Cita sin cambios del texto dirigido a la madre todo lo que va desde "Mírame, madre, abuela, hija" hasta "yo te observaba.".

FUENTE:
****************************************
Mírame, madre, abuela, hija mía -- porque eso eras en los últimos días, como mi hija- con tu ira y tu fragilidad desde donde ahora estés, con tu amor maltrecho y tu humor esporádico: mírame, madre. Soy tu obra. Con pies de barro y manos torpes. Y una sonrisa que te busca aún pese a los rechazos y unos brazos para sostenerte. Todo lo que pasamos, lo pasamos juntos: cuando sentías miedo de morir y temblabas, cuando me acompañaste al cine, porque no había quién lo hiciera, cuando cocinabas en silencio y yo te observaba.

Ahora después de haberte ido, tengo los objetos exhumados que nunca me diste. ¿Para qué guardarlos tantos años? Son como los besos que no recibí, la comprensión que no podías dar porque yo no era como los demás y darla te era tan ajeno. Y son como las lecciones esgrimidas y aprendidas: no sabías lo que me enseñabas. Aprendí a no esperar nada, pero también aprendí que mis raíces las tengo en el alma y no en la tierra, que yo soy el que busca al destino que me espera y que el desencanto a veces es un precio.
****************************************
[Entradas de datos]
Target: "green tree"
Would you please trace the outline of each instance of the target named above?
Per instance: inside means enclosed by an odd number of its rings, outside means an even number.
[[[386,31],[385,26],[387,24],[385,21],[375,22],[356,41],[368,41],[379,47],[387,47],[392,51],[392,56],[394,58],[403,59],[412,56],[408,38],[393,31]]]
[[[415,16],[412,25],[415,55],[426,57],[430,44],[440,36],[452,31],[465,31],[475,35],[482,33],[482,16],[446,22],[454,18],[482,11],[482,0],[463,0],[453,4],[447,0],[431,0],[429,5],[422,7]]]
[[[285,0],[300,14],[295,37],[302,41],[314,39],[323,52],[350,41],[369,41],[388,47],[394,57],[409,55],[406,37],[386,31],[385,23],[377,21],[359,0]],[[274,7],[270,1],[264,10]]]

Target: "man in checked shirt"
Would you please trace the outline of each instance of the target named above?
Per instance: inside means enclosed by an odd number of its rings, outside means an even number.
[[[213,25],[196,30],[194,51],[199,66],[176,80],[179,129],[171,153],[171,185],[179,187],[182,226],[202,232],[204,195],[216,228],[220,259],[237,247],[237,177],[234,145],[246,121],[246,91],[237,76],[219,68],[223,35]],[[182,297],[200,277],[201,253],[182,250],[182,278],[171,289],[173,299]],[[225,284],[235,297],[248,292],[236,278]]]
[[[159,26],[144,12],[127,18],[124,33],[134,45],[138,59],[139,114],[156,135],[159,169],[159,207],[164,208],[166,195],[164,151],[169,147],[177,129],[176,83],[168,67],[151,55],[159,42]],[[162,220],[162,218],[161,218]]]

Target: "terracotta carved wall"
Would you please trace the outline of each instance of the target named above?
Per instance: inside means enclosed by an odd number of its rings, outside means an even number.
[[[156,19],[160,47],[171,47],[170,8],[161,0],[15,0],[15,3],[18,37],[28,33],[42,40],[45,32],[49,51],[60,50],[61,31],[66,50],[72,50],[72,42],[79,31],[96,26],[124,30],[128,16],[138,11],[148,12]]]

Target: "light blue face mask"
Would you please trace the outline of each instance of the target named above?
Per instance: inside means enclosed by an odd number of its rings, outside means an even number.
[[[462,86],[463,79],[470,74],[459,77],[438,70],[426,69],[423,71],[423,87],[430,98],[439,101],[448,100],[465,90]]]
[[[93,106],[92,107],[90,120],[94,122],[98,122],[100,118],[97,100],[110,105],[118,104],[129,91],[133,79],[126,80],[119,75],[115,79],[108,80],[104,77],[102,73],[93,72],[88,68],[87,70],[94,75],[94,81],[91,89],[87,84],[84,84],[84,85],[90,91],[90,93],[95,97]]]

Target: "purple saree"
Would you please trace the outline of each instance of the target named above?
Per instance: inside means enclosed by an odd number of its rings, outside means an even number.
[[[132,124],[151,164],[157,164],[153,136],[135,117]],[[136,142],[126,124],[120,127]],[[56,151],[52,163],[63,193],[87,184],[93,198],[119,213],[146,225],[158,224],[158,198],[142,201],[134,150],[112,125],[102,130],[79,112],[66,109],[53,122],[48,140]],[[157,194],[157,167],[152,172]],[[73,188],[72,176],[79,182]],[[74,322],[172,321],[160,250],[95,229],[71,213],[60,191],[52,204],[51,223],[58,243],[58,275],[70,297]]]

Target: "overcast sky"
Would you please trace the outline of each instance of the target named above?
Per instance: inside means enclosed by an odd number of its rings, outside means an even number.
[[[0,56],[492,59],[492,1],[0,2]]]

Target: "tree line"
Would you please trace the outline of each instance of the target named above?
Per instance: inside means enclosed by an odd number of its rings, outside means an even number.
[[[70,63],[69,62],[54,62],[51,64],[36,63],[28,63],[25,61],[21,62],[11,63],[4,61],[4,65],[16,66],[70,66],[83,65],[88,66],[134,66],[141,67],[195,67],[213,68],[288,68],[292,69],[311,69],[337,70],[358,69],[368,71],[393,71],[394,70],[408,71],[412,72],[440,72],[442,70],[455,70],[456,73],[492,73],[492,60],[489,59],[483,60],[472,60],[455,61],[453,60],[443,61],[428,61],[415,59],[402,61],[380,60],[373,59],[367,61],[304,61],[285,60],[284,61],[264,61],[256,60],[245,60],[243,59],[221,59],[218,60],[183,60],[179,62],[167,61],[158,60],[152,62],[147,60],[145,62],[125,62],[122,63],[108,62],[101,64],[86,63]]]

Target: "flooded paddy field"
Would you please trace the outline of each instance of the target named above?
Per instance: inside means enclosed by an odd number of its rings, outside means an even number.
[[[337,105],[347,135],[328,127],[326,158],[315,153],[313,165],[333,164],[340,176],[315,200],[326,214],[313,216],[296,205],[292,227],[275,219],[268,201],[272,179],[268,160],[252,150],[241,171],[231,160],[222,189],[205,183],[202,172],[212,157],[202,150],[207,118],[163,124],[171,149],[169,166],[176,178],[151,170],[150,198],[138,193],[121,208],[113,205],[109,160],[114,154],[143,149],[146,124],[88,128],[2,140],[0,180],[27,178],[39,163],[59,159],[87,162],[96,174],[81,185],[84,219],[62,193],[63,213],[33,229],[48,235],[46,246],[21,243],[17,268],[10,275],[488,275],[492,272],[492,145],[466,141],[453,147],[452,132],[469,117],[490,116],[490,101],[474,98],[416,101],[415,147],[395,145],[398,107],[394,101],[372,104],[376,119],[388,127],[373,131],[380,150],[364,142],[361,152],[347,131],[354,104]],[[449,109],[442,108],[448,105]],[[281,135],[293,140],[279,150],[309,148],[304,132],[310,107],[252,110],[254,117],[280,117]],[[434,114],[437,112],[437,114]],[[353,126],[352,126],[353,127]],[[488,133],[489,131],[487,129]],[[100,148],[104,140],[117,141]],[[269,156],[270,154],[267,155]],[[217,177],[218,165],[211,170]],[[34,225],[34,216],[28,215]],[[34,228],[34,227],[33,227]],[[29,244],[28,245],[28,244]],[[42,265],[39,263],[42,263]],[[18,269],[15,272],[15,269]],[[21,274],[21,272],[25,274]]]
****************************************
RESULTADO DEL EJERCICIO:
Mírame, madre, abuela, hija mía -- porque eso eras en los últimos días, como mi hija- con tu ira y tu fragilidad desde donde ahora estés, con tu amor maltrecho y tu humor esporádico: mírame, madre. Soy tu obra. Con pies de barro y manos torpes. Y una sonrisa que te busca aún pese a los rechazos y unos brazos para sostenerte. Todo lo que pasamos, lo pasamos juntos: cuando sentías miedo de morir y temblabas, cuando me acompañaste al cine, porque no había quién lo hiciera, cuando cocinabas en silencio y yo te observaba.